▸ WHAT YOU WILL DO
Find and return every line of the data that contains the word "gray".

(DATA)

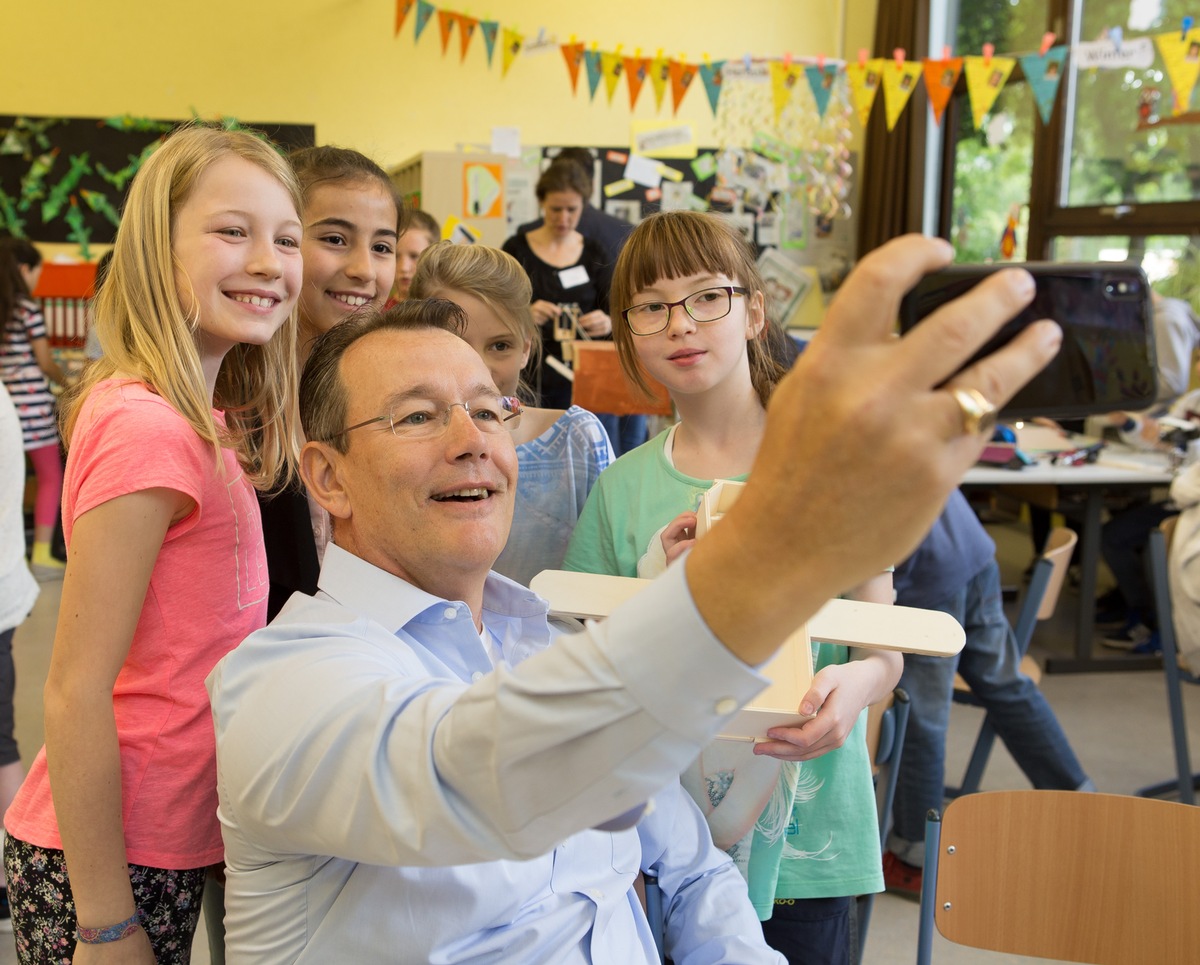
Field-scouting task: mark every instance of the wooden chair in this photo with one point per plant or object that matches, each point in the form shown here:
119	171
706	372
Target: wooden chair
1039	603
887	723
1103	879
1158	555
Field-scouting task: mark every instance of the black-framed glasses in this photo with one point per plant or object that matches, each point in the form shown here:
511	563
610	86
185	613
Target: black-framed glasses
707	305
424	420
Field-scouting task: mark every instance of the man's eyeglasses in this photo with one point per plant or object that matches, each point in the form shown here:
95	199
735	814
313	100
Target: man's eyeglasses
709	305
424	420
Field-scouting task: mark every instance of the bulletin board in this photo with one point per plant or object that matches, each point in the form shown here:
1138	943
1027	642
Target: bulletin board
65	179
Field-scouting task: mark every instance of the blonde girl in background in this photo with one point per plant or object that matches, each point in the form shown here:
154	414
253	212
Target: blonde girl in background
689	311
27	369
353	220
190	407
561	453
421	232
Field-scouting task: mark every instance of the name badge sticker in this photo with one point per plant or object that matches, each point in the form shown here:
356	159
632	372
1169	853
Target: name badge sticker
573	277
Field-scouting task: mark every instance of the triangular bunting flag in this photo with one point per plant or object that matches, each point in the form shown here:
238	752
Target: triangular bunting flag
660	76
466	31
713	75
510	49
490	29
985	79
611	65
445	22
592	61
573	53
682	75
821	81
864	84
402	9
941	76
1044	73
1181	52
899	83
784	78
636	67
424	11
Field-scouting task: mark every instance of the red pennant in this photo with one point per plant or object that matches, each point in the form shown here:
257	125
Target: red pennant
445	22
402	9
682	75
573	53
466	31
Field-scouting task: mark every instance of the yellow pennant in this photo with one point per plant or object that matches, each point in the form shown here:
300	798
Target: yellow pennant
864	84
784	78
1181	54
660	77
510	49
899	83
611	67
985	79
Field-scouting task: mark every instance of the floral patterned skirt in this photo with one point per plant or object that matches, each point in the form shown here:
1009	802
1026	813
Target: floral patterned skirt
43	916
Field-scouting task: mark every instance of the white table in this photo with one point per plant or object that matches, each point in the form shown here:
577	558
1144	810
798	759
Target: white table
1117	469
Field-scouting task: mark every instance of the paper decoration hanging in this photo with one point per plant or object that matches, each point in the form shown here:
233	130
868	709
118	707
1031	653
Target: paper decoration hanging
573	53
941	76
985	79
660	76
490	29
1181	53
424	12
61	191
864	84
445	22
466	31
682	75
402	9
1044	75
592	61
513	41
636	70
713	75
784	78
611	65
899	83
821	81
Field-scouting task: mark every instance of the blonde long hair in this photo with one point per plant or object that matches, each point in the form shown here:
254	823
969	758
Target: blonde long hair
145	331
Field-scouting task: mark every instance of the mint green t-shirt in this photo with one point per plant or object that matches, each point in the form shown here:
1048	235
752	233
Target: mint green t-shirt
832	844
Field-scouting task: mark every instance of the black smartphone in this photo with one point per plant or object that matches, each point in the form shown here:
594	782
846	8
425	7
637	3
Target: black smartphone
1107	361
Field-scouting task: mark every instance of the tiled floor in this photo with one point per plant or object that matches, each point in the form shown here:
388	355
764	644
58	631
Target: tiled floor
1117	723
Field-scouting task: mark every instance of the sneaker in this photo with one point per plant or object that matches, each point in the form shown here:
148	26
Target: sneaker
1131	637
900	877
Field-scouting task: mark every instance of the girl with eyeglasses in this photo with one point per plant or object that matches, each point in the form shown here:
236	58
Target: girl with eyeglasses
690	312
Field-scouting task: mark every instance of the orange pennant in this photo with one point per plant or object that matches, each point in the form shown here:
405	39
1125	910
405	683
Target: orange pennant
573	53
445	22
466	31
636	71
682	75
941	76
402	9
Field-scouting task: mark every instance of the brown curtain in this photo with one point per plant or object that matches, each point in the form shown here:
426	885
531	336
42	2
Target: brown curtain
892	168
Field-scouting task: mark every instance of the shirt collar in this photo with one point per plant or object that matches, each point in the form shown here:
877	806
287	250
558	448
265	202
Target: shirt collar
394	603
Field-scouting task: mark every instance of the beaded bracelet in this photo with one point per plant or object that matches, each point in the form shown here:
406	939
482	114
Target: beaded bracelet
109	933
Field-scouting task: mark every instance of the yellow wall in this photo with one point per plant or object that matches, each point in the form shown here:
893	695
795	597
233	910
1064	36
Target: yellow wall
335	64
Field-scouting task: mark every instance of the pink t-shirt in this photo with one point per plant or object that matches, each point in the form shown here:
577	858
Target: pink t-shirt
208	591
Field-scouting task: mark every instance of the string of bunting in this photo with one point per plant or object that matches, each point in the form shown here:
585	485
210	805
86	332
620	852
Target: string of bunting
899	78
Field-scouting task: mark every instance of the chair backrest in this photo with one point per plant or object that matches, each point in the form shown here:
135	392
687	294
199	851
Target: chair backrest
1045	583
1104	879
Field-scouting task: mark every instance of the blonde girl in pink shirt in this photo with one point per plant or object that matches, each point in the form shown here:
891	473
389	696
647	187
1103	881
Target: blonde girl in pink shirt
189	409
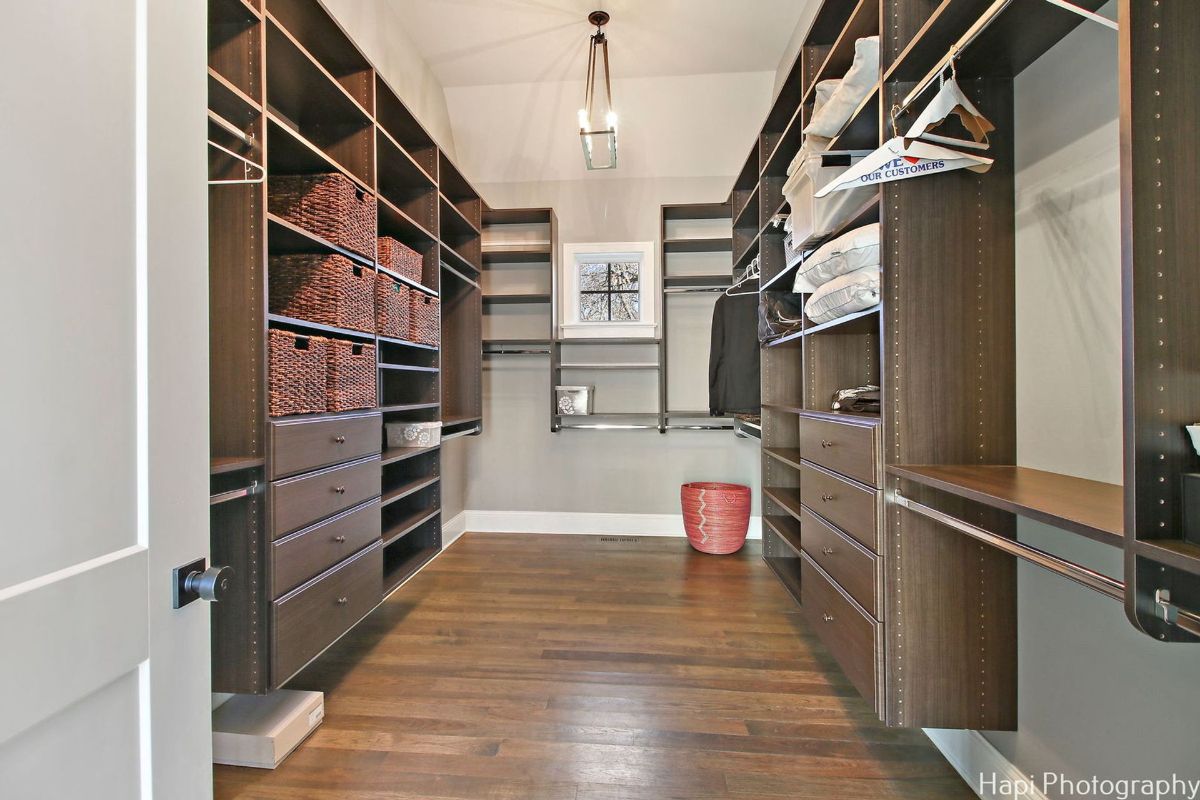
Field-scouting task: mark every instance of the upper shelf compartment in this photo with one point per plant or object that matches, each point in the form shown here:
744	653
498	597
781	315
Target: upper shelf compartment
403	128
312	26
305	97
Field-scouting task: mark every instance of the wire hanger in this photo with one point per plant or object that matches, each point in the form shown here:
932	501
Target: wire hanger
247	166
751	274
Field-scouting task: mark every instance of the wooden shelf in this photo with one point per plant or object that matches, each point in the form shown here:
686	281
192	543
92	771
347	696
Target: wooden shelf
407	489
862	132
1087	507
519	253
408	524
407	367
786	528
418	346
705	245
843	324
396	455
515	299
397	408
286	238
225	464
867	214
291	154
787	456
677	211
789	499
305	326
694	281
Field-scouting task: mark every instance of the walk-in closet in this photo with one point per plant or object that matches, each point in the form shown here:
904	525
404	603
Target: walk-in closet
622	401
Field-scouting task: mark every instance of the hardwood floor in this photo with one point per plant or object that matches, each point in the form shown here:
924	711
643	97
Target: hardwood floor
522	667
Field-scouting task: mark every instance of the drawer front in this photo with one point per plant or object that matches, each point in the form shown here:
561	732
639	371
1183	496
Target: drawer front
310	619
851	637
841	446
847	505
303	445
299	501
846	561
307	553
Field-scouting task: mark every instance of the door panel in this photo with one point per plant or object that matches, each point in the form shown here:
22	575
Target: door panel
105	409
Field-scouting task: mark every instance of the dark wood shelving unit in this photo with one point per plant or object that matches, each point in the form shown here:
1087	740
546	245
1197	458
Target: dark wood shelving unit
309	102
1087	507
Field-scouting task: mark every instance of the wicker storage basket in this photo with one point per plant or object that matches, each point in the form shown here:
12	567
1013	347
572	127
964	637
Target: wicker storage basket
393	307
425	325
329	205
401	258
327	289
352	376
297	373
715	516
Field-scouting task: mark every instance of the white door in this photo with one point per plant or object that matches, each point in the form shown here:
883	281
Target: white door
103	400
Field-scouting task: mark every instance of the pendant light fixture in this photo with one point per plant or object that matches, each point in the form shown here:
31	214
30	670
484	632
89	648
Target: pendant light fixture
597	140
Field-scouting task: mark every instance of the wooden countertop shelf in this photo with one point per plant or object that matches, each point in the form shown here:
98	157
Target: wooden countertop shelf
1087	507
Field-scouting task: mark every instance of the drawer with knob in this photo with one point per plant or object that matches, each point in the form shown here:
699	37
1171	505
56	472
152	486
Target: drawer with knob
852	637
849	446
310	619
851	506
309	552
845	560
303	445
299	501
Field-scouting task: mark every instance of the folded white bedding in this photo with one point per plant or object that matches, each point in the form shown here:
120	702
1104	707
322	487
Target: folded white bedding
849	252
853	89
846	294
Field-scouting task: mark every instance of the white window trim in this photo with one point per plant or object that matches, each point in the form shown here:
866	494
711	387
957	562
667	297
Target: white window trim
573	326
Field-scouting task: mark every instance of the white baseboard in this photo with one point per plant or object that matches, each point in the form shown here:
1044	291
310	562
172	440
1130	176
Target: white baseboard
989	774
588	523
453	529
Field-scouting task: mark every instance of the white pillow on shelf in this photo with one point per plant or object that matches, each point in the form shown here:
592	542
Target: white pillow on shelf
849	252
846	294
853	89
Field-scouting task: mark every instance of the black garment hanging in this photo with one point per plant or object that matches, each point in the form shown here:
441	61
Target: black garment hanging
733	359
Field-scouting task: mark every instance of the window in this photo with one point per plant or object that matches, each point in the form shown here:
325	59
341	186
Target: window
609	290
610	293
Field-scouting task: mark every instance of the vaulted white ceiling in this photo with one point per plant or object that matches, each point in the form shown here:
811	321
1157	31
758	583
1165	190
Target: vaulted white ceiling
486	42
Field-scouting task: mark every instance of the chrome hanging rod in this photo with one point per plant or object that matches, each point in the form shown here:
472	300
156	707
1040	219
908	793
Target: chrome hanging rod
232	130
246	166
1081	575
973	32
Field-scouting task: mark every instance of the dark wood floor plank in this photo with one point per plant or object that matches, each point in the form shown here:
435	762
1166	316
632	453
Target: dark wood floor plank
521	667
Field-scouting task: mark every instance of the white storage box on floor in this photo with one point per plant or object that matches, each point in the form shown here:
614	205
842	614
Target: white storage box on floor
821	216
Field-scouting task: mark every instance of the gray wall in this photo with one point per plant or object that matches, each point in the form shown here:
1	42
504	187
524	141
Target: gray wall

(End DATA)

▸ YOUR RESPONSE
Field-scouting task: mark every instance of the gray wall in this photo with one point per plant or object that matches, each point in the form shown here:
Target: gray wall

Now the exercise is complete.